§ **Excerpt provided**:
=== Section Start ===

Thibaudeau, S.; Grot, A.; Wu-Chuang, A.; Unterfinger, Y.; Legros, V.; Ligner, M.; Nermont, A.; Bell-Sakyi, L.; Attoui, H.; Barr, J. N.; Hewson, R.; Chevreux, G.; Sourisseau, M.; Richardson, J.; Lacour, S. A.

Climate change and ecosystem collapse promote geographic expansion of vector-borne diseases, as witnessed by the recent incursions into Spain of the virus responsible for Crimean-Congo hemorrhagic fever (CCHFV). CCHFV is maintained in a tick-vertebrate cycle, principallyinvolving ticks of the genus Hyalomma. Faced with the spread of Hyalomma ticks, and therefore the threat of a natural introduction of CCHFV into Western Europe, appropriate surveillance tools and control measures need to be implemented. It is both within and by the tick that CCHFV is maintained and spread in the environment. Despite prolonged portage of the virus, the tick is not overtly affected by CHFV infection. One of the prerequisites in conceiving control strategies is to understand the molecular mechanisms that intimately link the virus to its arthropod host. Despite the central role of the tick in the biology of CCHFV, these mechanisms are ill-defined, owing in part to the constraints associated with handling CCHFV-infected ticks in biosafety level 4 containment. In this study, we established the network of interactions between the S segment of the RNA genome Hazara virus (HAZV), a BSL-2 model of CCHFV, and Hyalomma proteins using ChIRP-MS technique. We identified 166 tick proteins, 21 of which have been described as RNA-binding proteins. Gene ontology and pathway enrichment analyses revealed that the S segment RNA interacts predominantly with mitochondrial proteins that belong to various mitochondrial metabolic pathways.

=== Section End ===

§ **Data for review**:
=== Section Start ===

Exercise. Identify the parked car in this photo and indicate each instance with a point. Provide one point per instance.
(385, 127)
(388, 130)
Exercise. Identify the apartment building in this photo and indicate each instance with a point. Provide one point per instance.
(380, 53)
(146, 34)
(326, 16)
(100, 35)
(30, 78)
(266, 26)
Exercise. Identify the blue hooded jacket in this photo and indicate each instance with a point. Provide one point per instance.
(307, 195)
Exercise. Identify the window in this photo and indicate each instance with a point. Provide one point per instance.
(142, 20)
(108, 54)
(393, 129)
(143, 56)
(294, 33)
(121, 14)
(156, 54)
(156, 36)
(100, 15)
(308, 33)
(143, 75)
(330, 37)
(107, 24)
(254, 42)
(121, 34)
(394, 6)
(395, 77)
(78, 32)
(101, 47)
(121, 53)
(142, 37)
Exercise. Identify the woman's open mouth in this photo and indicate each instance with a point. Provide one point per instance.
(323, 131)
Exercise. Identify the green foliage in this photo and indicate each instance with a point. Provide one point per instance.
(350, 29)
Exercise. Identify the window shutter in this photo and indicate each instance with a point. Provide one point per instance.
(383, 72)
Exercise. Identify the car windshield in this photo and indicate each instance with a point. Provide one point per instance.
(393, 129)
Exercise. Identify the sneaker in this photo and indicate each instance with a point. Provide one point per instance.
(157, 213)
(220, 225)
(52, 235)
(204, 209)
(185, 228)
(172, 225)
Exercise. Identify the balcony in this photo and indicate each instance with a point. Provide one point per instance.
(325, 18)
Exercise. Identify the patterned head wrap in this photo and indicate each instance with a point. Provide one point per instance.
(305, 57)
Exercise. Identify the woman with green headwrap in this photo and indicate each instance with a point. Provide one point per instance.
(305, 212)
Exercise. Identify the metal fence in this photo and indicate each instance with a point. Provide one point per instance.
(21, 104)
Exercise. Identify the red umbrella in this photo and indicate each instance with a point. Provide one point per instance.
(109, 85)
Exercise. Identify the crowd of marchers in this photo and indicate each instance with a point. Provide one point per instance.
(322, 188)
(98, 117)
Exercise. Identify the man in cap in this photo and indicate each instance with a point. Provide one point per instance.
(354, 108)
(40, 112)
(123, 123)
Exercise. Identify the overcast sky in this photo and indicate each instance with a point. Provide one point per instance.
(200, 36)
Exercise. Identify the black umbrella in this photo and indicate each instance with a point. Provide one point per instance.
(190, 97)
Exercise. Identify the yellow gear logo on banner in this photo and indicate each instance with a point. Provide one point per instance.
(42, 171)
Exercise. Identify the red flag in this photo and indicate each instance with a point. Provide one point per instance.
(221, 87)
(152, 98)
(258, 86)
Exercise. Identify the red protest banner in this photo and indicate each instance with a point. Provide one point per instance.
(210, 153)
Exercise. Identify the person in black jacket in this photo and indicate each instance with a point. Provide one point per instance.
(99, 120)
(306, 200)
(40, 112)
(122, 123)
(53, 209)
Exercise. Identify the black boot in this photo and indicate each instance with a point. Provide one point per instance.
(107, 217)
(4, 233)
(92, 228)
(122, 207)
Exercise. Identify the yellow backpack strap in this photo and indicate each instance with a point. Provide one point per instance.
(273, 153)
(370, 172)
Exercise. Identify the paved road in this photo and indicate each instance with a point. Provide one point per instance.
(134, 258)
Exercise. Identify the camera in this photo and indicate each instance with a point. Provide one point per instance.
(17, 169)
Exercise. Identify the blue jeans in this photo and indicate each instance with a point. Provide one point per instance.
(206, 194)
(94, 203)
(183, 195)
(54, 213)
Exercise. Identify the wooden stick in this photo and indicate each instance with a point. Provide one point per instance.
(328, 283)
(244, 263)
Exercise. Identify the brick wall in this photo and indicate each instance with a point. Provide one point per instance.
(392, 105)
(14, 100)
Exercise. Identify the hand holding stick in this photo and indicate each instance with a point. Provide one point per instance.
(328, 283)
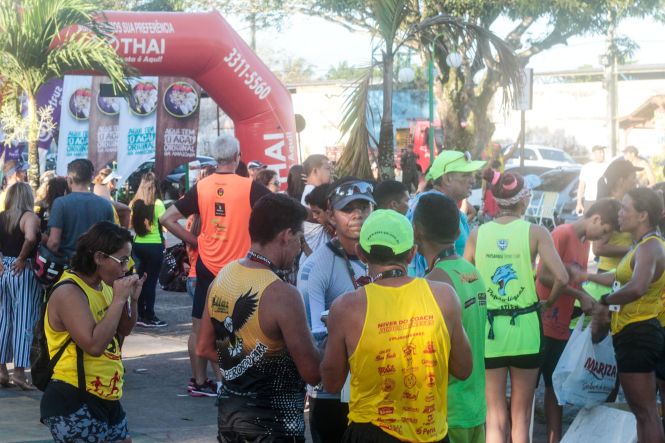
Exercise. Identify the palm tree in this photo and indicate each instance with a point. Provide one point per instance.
(437, 33)
(42, 39)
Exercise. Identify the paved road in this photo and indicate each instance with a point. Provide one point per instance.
(157, 405)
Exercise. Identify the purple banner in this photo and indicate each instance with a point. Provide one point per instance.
(50, 94)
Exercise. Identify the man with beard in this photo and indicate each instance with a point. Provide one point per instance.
(332, 270)
(452, 174)
(254, 326)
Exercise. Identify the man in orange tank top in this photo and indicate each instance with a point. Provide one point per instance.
(399, 337)
(224, 201)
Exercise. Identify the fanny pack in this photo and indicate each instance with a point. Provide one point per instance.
(512, 313)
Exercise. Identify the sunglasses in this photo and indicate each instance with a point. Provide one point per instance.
(121, 261)
(352, 188)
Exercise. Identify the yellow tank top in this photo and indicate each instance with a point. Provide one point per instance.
(103, 374)
(399, 370)
(616, 239)
(649, 305)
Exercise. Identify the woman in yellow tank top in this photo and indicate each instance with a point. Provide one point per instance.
(89, 313)
(635, 306)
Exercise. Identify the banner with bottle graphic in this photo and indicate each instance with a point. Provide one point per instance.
(104, 125)
(137, 126)
(73, 134)
(177, 123)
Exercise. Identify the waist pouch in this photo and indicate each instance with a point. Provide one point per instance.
(512, 313)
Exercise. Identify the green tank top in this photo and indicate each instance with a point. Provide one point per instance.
(466, 399)
(503, 258)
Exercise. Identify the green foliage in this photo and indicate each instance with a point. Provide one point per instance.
(29, 57)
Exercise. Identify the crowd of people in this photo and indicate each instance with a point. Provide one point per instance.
(386, 312)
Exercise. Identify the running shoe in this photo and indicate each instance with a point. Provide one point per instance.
(204, 390)
(152, 323)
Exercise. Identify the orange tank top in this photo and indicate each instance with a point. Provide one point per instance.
(224, 207)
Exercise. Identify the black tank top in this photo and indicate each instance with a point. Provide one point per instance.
(11, 243)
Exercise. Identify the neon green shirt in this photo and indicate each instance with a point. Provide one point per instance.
(466, 399)
(503, 258)
(154, 236)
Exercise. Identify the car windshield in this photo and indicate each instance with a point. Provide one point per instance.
(556, 155)
(557, 180)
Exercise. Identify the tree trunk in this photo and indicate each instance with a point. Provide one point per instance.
(386, 137)
(33, 138)
(466, 123)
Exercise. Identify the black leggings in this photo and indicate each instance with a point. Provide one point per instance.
(327, 419)
(149, 257)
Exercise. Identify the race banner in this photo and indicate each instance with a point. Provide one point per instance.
(104, 121)
(73, 134)
(136, 128)
(50, 94)
(177, 123)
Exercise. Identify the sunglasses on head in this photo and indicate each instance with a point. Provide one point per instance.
(352, 188)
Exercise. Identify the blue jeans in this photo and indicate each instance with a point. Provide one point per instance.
(149, 257)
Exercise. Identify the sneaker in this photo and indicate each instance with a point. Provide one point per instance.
(204, 390)
(142, 323)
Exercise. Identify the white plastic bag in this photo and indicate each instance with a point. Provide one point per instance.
(586, 372)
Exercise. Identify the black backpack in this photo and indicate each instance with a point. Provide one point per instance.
(42, 365)
(173, 276)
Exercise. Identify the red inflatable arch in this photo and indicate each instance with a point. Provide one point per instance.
(204, 47)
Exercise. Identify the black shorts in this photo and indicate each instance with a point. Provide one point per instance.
(368, 433)
(204, 279)
(552, 350)
(527, 361)
(639, 346)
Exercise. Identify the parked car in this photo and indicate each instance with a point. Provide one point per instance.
(537, 155)
(564, 182)
(170, 186)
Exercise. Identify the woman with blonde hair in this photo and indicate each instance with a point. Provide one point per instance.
(19, 289)
(148, 251)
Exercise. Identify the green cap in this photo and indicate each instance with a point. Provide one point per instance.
(385, 227)
(453, 161)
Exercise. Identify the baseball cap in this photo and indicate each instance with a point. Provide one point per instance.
(347, 192)
(385, 227)
(110, 177)
(453, 161)
(255, 164)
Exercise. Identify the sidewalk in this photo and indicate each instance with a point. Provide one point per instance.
(155, 398)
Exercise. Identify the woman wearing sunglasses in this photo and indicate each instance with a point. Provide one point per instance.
(90, 311)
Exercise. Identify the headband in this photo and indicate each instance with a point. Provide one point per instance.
(524, 192)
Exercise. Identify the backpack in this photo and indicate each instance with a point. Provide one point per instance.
(42, 365)
(173, 276)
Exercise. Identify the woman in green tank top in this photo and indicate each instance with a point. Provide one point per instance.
(506, 250)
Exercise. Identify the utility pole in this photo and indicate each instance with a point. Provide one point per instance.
(611, 81)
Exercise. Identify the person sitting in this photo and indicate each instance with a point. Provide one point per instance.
(90, 312)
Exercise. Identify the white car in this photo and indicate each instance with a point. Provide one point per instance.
(538, 155)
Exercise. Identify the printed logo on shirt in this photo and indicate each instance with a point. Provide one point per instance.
(503, 275)
(220, 210)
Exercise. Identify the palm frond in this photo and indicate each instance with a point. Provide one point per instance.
(483, 48)
(355, 158)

=== Section End ===

§ **Prompt**: Can you reproduce, word for word, the part of the abstract above on Crimean-Congo hemorrhagic fever virus in ticks that opens with the words containing "Thibaudeau, S.; Grot, A.;" and closes with "Lacour, S. A."?

§ **Exercise result**:
Thibaudeau, S.; Grot, A.; Wu-Chuang, A.; Unterfinger, Y.; Legros, V.; Ligner, M.; Nermont, A.; Bell-Sakyi, L.; Attoui, H.; Barr, J. N.; Hewson, R.; Chevreux, G.; Sourisseau, M.; Richardson, J.; Lacour, S. A.